DATA FOR THIS TASK
═══
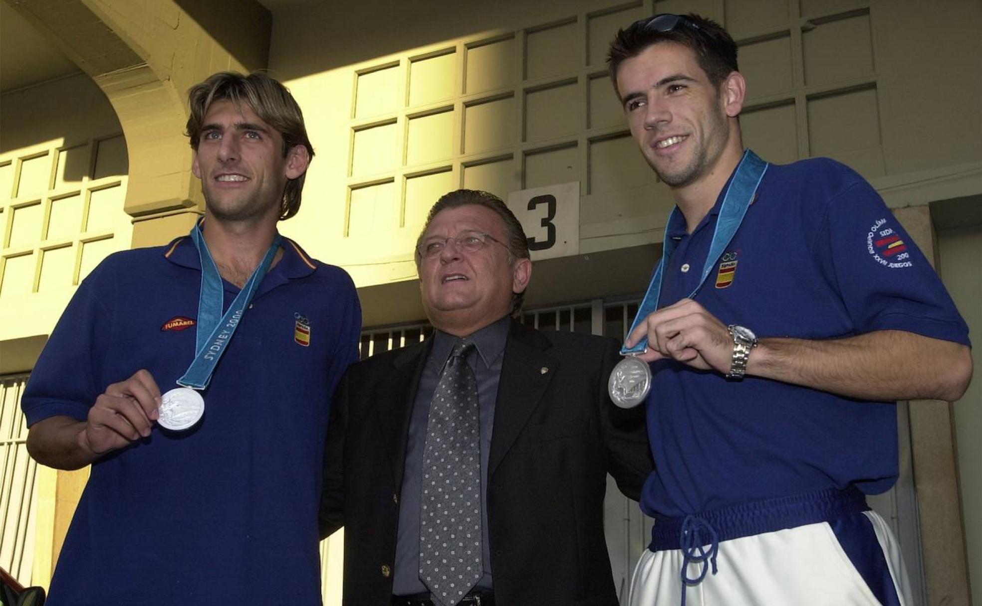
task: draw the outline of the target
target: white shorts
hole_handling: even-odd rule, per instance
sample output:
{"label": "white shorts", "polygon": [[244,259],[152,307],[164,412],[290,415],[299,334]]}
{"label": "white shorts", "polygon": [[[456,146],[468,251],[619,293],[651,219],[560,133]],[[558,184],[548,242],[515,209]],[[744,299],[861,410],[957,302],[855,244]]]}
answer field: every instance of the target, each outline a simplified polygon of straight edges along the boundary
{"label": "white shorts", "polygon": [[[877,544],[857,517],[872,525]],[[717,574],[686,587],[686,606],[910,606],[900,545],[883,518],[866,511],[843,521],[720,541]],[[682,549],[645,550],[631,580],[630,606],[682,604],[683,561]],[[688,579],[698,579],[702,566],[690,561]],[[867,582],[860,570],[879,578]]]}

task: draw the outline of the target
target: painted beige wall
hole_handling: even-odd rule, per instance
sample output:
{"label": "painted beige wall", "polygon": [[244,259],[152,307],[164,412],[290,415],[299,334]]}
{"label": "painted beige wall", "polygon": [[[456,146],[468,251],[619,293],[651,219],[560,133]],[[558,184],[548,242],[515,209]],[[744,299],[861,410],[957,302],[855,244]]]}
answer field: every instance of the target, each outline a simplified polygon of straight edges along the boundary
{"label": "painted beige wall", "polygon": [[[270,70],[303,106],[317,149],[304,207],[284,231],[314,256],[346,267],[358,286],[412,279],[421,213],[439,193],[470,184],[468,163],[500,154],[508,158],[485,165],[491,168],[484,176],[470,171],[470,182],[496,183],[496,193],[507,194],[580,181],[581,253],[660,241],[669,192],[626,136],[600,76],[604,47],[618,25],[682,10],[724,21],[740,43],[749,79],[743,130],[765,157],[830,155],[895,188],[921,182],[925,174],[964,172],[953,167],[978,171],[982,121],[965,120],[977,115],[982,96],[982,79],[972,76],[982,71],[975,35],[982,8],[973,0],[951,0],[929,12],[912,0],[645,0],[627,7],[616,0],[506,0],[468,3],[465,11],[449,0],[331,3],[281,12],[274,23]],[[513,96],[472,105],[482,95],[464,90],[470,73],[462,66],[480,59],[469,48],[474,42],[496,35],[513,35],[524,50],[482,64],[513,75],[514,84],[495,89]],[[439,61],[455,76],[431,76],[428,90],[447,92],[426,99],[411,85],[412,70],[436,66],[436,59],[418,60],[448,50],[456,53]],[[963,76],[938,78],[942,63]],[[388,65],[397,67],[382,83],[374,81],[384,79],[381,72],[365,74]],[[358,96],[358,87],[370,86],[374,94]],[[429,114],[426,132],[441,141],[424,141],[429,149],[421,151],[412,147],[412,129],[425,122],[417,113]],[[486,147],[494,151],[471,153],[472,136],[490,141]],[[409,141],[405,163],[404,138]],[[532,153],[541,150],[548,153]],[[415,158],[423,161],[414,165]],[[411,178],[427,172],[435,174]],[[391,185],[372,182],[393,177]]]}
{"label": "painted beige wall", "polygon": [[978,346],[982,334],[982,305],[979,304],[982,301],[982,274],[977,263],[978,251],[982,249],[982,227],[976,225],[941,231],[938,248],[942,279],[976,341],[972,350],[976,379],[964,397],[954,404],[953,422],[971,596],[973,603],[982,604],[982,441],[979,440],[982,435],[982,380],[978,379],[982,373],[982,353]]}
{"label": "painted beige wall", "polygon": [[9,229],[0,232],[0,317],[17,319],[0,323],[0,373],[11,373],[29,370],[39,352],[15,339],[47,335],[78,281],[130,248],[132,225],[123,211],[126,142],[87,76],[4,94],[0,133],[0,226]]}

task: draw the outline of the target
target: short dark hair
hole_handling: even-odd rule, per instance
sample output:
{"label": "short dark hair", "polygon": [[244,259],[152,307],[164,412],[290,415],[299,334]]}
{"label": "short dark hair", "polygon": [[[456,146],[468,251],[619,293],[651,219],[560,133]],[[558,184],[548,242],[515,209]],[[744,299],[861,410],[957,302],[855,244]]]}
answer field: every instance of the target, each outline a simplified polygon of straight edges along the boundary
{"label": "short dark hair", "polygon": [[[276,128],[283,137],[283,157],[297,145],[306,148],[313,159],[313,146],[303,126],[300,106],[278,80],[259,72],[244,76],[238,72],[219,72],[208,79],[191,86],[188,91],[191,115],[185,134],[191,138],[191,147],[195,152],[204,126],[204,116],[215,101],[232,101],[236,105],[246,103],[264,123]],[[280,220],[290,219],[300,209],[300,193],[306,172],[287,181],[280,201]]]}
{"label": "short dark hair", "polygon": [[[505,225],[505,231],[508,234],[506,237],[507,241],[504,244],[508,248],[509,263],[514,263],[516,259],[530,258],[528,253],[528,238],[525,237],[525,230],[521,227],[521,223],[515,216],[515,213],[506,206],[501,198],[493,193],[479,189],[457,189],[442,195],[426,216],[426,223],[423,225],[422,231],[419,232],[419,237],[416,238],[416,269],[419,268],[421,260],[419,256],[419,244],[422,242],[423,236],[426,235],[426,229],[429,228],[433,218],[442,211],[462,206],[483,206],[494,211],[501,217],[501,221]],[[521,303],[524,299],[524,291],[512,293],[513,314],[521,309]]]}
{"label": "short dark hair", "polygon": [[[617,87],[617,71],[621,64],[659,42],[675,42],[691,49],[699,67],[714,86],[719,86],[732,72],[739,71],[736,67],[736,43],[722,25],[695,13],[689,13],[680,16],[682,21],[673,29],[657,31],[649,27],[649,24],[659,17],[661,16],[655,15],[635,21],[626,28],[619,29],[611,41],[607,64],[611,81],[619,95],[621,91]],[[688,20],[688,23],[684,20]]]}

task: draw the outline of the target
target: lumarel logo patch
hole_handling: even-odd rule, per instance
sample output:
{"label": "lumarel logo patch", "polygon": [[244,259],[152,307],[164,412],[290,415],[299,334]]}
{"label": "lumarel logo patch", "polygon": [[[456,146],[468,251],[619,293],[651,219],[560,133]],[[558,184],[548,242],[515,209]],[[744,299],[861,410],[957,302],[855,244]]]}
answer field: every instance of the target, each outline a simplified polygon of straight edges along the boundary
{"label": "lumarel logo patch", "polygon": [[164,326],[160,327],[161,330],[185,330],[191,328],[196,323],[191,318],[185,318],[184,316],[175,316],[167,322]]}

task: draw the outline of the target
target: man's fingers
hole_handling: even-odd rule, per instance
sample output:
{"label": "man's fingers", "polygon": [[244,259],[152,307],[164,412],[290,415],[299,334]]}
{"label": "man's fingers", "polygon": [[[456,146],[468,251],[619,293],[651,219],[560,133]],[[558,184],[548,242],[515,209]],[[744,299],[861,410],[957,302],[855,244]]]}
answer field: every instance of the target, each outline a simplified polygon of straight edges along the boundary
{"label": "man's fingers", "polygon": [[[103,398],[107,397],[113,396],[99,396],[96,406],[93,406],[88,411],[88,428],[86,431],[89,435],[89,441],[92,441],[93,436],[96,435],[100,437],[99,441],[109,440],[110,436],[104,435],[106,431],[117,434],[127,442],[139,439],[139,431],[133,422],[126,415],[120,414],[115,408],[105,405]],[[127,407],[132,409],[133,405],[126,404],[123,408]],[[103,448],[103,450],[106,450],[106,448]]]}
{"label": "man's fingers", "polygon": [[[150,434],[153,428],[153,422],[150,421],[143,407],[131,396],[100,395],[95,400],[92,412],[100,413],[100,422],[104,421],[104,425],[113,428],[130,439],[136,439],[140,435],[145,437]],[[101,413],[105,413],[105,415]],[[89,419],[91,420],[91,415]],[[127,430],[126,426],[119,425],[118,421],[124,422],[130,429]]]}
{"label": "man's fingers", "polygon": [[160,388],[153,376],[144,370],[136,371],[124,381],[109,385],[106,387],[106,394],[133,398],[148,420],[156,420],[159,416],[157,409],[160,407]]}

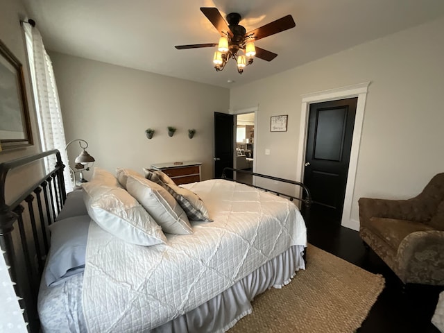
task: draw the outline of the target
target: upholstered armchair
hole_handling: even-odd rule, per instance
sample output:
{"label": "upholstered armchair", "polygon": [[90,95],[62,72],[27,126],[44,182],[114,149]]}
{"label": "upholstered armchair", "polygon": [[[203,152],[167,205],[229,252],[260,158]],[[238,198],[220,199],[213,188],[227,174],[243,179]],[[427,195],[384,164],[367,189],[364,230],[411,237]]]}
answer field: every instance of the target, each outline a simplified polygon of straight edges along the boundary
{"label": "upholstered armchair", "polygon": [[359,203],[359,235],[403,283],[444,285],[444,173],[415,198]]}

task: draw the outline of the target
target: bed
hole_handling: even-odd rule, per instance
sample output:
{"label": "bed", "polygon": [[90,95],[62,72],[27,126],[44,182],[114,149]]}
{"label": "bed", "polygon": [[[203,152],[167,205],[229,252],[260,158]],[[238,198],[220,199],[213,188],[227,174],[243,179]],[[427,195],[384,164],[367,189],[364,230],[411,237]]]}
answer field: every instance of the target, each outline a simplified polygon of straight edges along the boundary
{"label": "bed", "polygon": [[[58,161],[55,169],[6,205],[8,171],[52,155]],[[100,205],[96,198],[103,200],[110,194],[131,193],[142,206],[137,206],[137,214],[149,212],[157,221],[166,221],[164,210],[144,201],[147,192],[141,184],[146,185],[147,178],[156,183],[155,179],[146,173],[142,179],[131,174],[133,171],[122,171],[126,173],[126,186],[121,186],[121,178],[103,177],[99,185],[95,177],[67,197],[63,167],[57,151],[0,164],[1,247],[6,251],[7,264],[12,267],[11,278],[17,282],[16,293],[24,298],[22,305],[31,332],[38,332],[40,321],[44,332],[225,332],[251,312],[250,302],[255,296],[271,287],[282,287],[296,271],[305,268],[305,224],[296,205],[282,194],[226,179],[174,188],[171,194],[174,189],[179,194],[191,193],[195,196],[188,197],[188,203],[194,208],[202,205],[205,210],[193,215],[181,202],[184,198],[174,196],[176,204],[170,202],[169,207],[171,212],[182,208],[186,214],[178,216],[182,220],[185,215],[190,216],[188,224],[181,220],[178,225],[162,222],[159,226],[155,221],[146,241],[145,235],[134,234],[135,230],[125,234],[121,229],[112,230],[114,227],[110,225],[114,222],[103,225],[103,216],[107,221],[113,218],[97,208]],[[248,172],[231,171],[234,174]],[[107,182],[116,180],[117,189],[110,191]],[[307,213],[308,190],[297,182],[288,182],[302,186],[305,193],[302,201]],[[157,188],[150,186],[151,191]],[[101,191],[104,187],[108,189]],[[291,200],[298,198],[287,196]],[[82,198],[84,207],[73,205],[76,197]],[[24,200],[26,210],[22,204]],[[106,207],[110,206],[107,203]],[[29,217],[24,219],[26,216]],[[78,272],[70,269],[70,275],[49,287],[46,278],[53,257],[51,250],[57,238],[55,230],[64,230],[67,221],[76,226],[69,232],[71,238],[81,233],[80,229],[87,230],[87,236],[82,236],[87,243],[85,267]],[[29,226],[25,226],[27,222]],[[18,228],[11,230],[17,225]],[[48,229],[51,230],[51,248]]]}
═══
WHAT YOU ARE ASKED TO DO
Which lines in the rows above contain the string "upholstered", matching case exactly? Report each such line in full.

SOLVED PROBLEM
target: upholstered armchair
{"label": "upholstered armchair", "polygon": [[90,95],[62,72],[27,126],[44,182],[114,149]]}
{"label": "upholstered armchair", "polygon": [[[203,152],[167,205],[229,252],[260,158]],[[238,198],[220,199],[213,188],[227,174],[243,179]],[[427,195],[384,164],[367,189],[364,230],[411,237]]]}
{"label": "upholstered armchair", "polygon": [[359,203],[359,235],[403,283],[444,285],[444,173],[415,198]]}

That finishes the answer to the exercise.